PKK’nin zafer çizgisinin militanı olmaya karar veren yoldaşımız, 1993 yılında doğup büyüdüğü topraklarda Kurdistan Özgürlük Gerillası saflarına katılma kararlığına ulaşmıştır. Ali Haydar yoldaşımız, mücadele yaşantısı boyunca hep en önde ve zorlu alanlarda kalarak mücadele etmeyi esas alan büyük irade sahibi yoldaşlarımızdan olmuştur. Her mücadele yılı başlı başına bir romana konu olacak 30 yıllık devrimci mücadelesi boyunca durup dinlenmeden çalışmış, görevden göreve koşmuş, fedai militan ruhla her daim dönem görevlerini başarıya ulaştırma çizgisini esas almıştır. Ali Haydar yoldaşımız yaşamı, savaşı ve fedai katılım tarzıyla Önder Apo’nun kararlı bir militanı, şehitler çizgisinin sadık bir takipçisi, Dêrsîm halkına layık onurlu ve kahraman bir evlat olmayı başarmıştır.

1993 yılında Erzurum alanında ilk gerillacılık pratiğine katılmış ve edindiği tecrübeyle birlikte 4 yıl boyunca uzun soluklu ve başarılı bir mücadele yürüteceği Dêrsîm alanına geçmiştir. Dêrsîm’deki pratik içinde olgunlaşan Ali Haydar yoldaşımız, birçok eylemde yer alarak yoldaşlarıyla birlikte işgalci Türk ordusuna ağır darbeler vurmuştur. Cesur ve sonuç alıcı kişiliğiyle her zaman en önde olan yoldaşımız kısa sürede komutanlaşarak daha güçlü ve sorumluluk üstlenen bir katılımın sahibi olmuştur. Parti çizgisine tereddütsüz bağlığıyla tanınmış ve bulunduğu her ortamda Apocu militanlık kıstaslarının hâkim olmasını sağlayarak büyük gelişmelerin ortaya çıkmasını sağlamıştır.

•••

# Görevin kapsamı
Belge alıntısında rakamla yazılmış bir sayı içeren zaman ifadeleri hangileridir? Tekrar edenler de dahil olmak üzere, metinde geçtikleri sırayla listeleyin.

•••

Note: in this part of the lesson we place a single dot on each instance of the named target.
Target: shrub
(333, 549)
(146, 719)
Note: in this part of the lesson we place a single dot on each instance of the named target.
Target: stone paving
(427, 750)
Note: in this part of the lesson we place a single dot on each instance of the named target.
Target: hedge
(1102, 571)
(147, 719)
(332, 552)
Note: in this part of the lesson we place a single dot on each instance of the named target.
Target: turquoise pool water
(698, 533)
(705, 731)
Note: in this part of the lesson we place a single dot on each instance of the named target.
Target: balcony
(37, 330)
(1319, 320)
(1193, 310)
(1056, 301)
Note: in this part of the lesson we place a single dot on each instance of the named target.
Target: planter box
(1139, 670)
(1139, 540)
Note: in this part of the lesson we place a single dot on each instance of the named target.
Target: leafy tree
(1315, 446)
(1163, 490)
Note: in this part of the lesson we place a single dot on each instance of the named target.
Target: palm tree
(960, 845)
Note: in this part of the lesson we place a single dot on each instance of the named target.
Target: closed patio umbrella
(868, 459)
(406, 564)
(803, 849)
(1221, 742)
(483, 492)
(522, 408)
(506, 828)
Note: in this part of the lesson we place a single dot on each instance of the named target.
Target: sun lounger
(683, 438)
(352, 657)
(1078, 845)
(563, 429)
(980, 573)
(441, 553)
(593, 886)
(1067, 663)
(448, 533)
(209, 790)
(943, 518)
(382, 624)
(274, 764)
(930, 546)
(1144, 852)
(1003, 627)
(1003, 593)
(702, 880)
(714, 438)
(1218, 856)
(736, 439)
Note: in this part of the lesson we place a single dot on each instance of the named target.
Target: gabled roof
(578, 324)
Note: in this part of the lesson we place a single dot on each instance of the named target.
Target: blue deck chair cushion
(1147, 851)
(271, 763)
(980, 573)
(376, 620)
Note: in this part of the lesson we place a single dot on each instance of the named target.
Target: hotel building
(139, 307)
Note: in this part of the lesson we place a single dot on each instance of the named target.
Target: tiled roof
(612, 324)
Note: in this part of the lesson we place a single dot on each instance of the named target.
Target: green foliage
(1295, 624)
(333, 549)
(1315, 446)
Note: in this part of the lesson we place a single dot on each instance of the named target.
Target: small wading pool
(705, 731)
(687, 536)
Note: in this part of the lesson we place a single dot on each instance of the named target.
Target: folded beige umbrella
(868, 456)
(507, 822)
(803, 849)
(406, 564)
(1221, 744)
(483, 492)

•••

# Yanıt
1. 1993 yılında
2. 30 yıllık
3. 1993 yılında
4. 4 yıl boyunca